TASK OBJECTIVE: Copy the lines of the records below word for word, from the line containing "Field report states that the bell is" up to and including the line containing "[[195, 175, 203, 188]]".

§

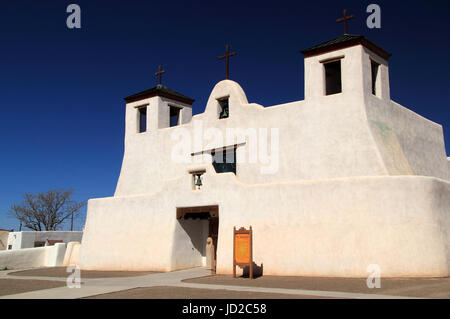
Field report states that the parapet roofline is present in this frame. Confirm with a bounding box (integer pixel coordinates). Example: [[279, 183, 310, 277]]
[[124, 84, 195, 105], [301, 34, 392, 61]]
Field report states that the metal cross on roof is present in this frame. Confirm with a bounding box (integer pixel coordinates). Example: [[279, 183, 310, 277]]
[[336, 9, 355, 34], [155, 66, 166, 84], [219, 44, 236, 80]]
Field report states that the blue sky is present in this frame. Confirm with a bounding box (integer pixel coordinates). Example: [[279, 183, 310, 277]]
[[0, 0, 450, 229]]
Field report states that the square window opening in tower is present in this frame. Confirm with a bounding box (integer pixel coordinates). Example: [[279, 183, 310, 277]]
[[324, 60, 342, 95], [211, 148, 236, 175], [170, 106, 180, 127], [218, 97, 230, 119], [138, 106, 147, 133]]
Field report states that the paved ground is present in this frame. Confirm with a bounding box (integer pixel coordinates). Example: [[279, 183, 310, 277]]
[[183, 275, 450, 298], [86, 286, 324, 299], [8, 267, 156, 278], [0, 267, 450, 299], [0, 279, 66, 296]]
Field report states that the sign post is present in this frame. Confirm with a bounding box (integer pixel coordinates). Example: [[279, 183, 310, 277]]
[[233, 226, 253, 279]]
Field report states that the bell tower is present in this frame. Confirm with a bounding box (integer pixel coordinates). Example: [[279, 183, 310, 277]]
[[301, 10, 391, 102], [124, 66, 194, 138]]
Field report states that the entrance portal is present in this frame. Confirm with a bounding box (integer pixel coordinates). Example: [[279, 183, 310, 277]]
[[176, 205, 219, 271]]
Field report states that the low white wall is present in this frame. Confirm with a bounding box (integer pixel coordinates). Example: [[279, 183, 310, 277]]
[[8, 231, 83, 250], [0, 243, 66, 269]]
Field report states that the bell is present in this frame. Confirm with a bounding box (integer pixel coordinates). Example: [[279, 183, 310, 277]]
[[195, 175, 203, 188]]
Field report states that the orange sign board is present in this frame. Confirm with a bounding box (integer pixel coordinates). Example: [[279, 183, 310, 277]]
[[234, 234, 251, 264], [233, 226, 253, 279]]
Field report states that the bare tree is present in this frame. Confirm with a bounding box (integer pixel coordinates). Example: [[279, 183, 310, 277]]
[[9, 189, 86, 231]]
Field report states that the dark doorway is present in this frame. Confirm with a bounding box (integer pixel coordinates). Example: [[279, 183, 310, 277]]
[[176, 205, 219, 272]]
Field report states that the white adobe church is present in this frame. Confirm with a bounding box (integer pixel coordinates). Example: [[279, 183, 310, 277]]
[[79, 34, 450, 277]]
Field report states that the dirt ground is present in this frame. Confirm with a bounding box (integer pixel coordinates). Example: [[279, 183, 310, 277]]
[[0, 279, 66, 296], [184, 275, 450, 298], [8, 267, 156, 279]]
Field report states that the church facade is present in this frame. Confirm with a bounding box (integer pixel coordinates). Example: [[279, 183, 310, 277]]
[[79, 34, 450, 277]]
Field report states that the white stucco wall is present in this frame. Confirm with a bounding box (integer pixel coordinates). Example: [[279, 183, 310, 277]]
[[80, 167, 450, 277], [0, 243, 66, 269], [8, 231, 83, 250], [0, 230, 9, 250], [80, 42, 450, 277]]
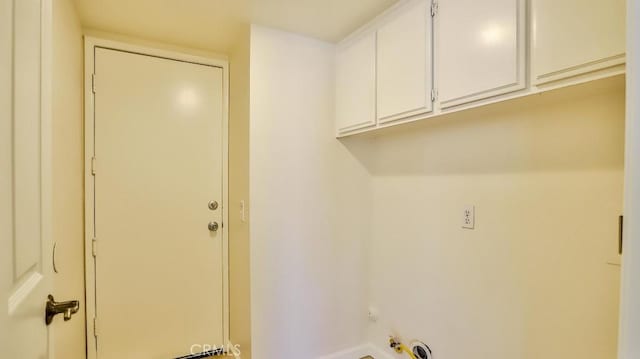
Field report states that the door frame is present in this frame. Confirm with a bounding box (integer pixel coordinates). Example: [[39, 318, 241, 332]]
[[618, 1, 640, 359], [84, 36, 230, 359]]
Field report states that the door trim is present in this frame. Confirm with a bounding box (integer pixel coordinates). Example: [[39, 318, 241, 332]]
[[84, 36, 229, 359]]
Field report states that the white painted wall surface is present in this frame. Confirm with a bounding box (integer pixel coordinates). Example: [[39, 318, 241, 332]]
[[618, 1, 640, 359], [361, 78, 624, 359], [250, 26, 370, 359], [51, 0, 86, 359]]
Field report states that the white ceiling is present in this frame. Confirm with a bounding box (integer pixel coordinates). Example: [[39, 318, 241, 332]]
[[74, 0, 398, 52]]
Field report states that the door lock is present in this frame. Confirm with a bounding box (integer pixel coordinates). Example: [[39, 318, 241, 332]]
[[45, 294, 80, 325]]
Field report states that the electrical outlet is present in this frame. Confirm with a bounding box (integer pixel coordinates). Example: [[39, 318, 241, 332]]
[[462, 206, 476, 229]]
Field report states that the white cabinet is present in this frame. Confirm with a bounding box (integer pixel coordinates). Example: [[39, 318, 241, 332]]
[[435, 0, 524, 108], [336, 33, 376, 133], [377, 0, 433, 123], [532, 0, 633, 84]]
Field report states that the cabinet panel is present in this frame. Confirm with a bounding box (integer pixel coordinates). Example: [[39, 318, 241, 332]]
[[435, 0, 526, 108], [377, 0, 433, 123], [336, 33, 376, 132], [532, 0, 626, 84]]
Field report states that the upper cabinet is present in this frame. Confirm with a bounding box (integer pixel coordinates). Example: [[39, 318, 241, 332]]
[[336, 33, 376, 133], [435, 0, 526, 108], [336, 0, 631, 136], [377, 0, 433, 123], [531, 0, 631, 84]]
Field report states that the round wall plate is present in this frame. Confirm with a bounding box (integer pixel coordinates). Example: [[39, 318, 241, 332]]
[[410, 341, 433, 359]]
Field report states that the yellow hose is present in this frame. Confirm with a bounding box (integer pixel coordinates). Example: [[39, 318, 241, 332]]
[[398, 343, 418, 359]]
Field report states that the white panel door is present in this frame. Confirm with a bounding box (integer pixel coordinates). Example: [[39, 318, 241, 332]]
[[377, 0, 433, 123], [435, 0, 526, 108], [532, 0, 631, 84], [336, 33, 376, 133], [0, 0, 51, 359], [94, 47, 225, 359]]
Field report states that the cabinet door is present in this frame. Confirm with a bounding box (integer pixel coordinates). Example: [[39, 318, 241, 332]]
[[435, 0, 526, 108], [336, 33, 376, 133], [532, 0, 632, 84], [377, 0, 433, 123]]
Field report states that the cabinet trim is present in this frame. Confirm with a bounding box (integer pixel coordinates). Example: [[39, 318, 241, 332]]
[[536, 53, 626, 85]]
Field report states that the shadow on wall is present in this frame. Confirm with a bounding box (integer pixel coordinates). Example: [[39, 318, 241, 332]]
[[341, 76, 624, 176]]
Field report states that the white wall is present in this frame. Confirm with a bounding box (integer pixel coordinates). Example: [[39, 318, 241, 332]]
[[229, 25, 251, 359], [51, 0, 86, 359], [619, 1, 640, 359], [250, 26, 370, 359], [360, 78, 635, 359]]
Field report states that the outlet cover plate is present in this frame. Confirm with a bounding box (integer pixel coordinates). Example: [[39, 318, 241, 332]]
[[462, 206, 476, 229]]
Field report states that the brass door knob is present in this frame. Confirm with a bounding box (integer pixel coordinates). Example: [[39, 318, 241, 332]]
[[45, 294, 80, 325]]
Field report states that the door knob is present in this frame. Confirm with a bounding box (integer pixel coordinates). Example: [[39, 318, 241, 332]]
[[45, 294, 80, 325]]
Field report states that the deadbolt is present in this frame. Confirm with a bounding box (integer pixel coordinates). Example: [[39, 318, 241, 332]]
[[45, 294, 80, 325]]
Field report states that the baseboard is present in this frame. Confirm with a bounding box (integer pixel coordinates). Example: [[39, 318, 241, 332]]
[[318, 343, 398, 359]]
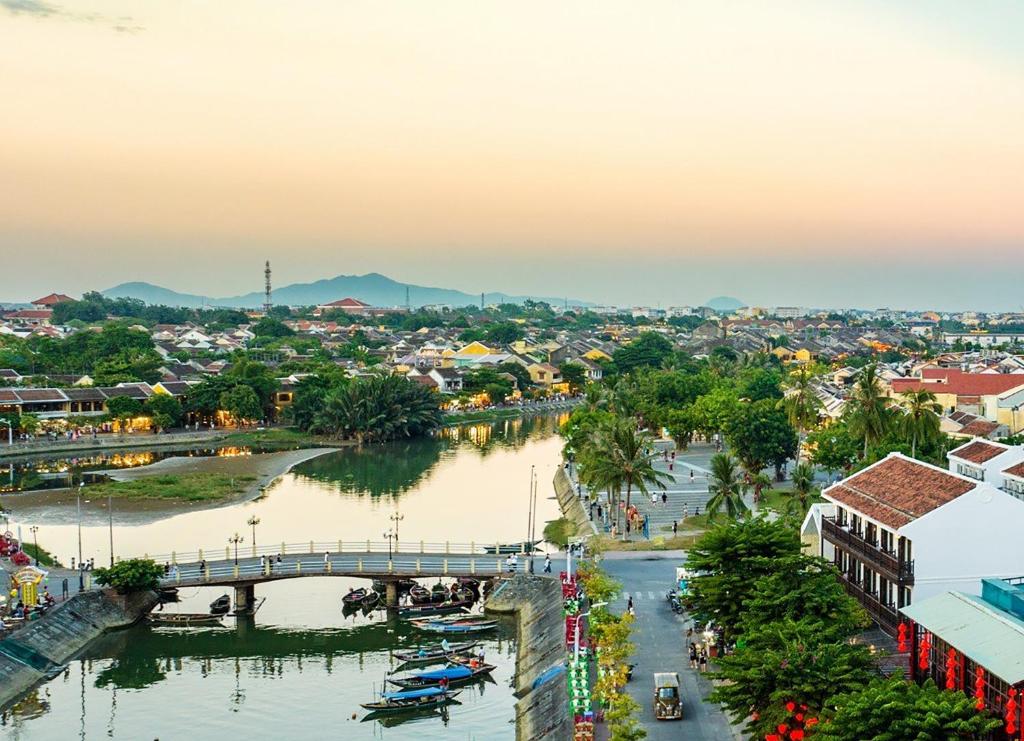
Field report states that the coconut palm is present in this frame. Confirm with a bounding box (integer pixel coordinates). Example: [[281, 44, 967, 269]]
[[848, 363, 892, 457], [898, 389, 942, 457], [785, 463, 815, 518], [778, 365, 821, 464], [708, 452, 750, 520]]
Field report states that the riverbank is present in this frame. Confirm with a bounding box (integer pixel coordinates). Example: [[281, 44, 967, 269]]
[[484, 575, 572, 741], [0, 590, 157, 709], [4, 447, 336, 525]]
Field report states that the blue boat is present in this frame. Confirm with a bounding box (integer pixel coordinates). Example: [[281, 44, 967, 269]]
[[362, 685, 459, 712]]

§

RIGHT ANSWER:
Field report states that the bell is present in this frame. Confirm with a bounding box (integer pixel coordinates). Example: [[279, 183, 310, 277]]
[[195, 175, 203, 188]]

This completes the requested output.